[Object pointing dataset rows]
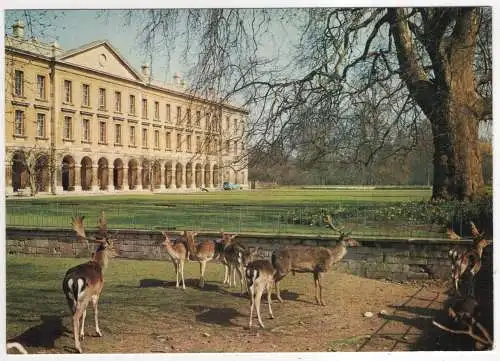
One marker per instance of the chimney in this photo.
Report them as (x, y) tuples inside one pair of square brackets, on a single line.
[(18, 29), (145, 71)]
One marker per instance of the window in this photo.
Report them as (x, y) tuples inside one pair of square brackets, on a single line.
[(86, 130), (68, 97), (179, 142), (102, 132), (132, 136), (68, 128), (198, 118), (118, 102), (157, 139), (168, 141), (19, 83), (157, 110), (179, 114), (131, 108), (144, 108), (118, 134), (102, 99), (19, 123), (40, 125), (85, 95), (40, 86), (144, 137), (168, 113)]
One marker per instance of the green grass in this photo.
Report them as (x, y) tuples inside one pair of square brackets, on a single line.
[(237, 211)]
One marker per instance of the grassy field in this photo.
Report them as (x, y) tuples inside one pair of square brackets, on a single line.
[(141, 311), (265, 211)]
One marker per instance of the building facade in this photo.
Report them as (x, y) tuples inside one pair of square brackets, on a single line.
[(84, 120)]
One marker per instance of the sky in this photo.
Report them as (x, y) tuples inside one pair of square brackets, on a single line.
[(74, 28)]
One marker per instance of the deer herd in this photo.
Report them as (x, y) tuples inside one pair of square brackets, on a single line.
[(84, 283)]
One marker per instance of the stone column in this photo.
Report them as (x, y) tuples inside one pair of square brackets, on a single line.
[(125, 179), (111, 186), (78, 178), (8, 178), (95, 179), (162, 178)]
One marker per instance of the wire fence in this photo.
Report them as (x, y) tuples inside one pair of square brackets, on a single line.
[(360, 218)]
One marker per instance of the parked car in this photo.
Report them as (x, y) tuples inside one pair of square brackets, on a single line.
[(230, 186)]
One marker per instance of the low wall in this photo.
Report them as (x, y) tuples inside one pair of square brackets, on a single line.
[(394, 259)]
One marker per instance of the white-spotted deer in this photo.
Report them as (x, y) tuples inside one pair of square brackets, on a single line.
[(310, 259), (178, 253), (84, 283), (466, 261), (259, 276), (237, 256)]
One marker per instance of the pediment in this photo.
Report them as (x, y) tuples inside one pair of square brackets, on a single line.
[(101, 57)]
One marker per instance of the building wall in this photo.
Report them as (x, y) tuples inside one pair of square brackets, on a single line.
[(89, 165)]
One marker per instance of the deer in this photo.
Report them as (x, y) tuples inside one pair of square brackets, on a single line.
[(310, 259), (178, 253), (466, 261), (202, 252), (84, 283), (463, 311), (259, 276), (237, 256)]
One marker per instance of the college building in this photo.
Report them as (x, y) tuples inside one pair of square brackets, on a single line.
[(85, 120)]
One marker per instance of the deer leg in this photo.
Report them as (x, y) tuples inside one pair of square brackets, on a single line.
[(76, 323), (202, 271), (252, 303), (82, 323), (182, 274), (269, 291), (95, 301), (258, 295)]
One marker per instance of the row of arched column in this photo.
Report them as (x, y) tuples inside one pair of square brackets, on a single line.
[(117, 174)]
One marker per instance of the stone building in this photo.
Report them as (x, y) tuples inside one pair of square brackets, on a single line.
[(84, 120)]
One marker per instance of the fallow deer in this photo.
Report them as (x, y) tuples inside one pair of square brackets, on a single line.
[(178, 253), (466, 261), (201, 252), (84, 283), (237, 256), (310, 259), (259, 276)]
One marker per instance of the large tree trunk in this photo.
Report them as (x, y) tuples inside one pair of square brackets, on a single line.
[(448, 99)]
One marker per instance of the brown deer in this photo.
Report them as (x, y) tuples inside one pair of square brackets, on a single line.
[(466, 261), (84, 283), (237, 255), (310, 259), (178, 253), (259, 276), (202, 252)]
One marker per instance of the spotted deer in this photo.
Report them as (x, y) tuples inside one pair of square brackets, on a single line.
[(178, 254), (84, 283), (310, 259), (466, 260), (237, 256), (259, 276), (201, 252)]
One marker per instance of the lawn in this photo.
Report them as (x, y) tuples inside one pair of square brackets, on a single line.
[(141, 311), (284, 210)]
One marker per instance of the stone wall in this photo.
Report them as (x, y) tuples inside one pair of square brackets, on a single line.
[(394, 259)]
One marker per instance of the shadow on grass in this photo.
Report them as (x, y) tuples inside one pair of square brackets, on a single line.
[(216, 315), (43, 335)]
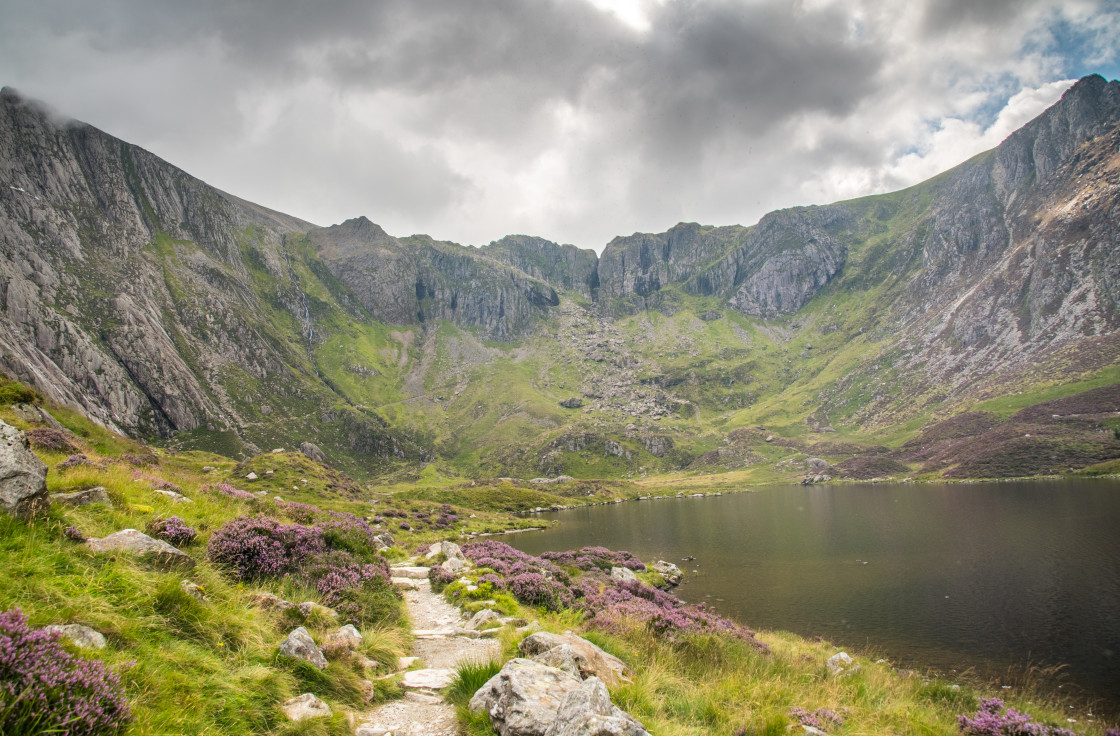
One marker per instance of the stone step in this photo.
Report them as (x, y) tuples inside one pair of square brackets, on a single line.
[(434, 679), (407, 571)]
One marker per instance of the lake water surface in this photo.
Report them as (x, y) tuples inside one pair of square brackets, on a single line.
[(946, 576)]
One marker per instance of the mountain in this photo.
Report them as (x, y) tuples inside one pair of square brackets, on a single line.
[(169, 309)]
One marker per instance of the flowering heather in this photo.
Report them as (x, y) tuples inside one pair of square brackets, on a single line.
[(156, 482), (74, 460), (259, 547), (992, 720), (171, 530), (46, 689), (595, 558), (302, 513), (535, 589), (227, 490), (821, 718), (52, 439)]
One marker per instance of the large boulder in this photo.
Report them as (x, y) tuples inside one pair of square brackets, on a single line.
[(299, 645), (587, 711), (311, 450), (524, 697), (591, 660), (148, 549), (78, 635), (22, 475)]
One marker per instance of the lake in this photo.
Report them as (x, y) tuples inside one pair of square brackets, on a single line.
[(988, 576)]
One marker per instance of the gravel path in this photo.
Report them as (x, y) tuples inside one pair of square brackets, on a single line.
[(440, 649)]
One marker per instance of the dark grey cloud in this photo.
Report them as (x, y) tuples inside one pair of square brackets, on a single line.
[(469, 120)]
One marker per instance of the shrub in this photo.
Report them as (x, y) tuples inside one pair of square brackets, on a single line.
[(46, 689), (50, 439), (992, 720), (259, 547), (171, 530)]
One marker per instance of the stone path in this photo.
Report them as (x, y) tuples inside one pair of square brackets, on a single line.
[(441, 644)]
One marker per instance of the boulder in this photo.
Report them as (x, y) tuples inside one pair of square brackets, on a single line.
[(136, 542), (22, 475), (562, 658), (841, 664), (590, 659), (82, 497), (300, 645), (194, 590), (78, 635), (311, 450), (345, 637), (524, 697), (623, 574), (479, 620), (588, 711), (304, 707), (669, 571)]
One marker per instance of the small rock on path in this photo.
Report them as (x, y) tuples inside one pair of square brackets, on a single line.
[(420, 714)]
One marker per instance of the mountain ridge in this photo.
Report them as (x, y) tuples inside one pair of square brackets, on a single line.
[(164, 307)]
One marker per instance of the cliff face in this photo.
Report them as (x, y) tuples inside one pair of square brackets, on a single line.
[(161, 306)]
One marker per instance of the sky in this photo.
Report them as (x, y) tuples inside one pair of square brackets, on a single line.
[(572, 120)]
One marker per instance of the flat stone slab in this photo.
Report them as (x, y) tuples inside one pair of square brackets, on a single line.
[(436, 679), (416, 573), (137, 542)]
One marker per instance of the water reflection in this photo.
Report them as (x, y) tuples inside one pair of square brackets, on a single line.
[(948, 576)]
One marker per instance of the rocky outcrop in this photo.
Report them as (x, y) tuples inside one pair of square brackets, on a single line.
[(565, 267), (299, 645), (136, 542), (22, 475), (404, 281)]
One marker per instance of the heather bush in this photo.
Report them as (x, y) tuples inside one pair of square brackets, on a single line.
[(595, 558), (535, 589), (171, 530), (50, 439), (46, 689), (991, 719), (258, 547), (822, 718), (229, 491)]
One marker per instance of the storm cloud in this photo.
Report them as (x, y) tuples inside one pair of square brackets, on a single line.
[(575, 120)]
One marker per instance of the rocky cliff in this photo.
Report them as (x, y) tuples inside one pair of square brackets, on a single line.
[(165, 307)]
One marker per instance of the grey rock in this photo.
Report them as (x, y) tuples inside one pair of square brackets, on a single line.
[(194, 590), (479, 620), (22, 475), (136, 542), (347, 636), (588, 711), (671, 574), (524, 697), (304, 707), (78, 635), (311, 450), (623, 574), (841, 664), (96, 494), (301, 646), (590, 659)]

REQUIRED WORK:
Please arrange the data lines between the one containing "One marker per instance of the lake in" and the one containing "[(572, 120)]", inclusive, as a Markdown table with the columns No. and Line. Number each row and leave out blank lines.

COMPLETE OUTPUT:
| No. | Line |
|---|---|
| 1 | One marker per instance of the lake in this photo. |
| 2 | Report them as (x, y) tuples inside one pair of square brackets, on a single line. |
| 3 | [(988, 576)] |
| 4 | One marker per instance of the gravel path in this photo. |
| 5 | Report them as (x, y) tuples inside one pair of square brackets, on a single line. |
| 6 | [(440, 649)] |
| 7 | One marker per instance of the dark grey cloud in this photo. |
| 8 | Report them as (x, y) tuples inside one pair of square brackets, on a single line. |
| 9 | [(469, 120)] |
| 10 | One marker per instance of the shrub in this photo. |
| 11 | Report them as (x, y) tuples inside one pair of square brackets, on a single line. |
| 12 | [(46, 689), (50, 439), (992, 720), (259, 547), (171, 530)] |
| 13 | One marker per instance of the stone path in this photo. |
| 14 | Report them as (x, y) tuples inside one pair of square brackets, on a single line. |
| 15 | [(441, 644)] |
| 16 | One marker per instance of the boulder in this photo. |
| 17 | Report them as (x, y) tuples inside one pair of square brackets, on a single line. |
| 18 | [(136, 542), (22, 475), (562, 658), (841, 664), (590, 659), (82, 497), (300, 645), (194, 590), (78, 635), (311, 450), (345, 637), (524, 697), (623, 574), (479, 620), (588, 711), (304, 707), (669, 571)] |
| 19 | One marker per instance of the small rock on path in this photo. |
| 20 | Report them as (x, y) tuples inside one pair of square brackets, on a single line. |
| 21 | [(420, 714)] |
| 22 | One marker per instance of the mountain ridge in this photo. |
| 23 | Report them as (x, y) tuples inside one pair of square brackets, on a single line. |
| 24 | [(164, 307)] |
| 25 | One marker per instance of the cliff face in this photo. |
| 26 | Report them as (x, y) tuples inside one pair of square brackets, on a single line. |
| 27 | [(161, 306)] |
| 28 | One marker per instance of the sky in this photo. |
| 29 | Report them as (x, y) tuples inside one pair of square brackets, on a single line. |
| 30 | [(572, 120)] |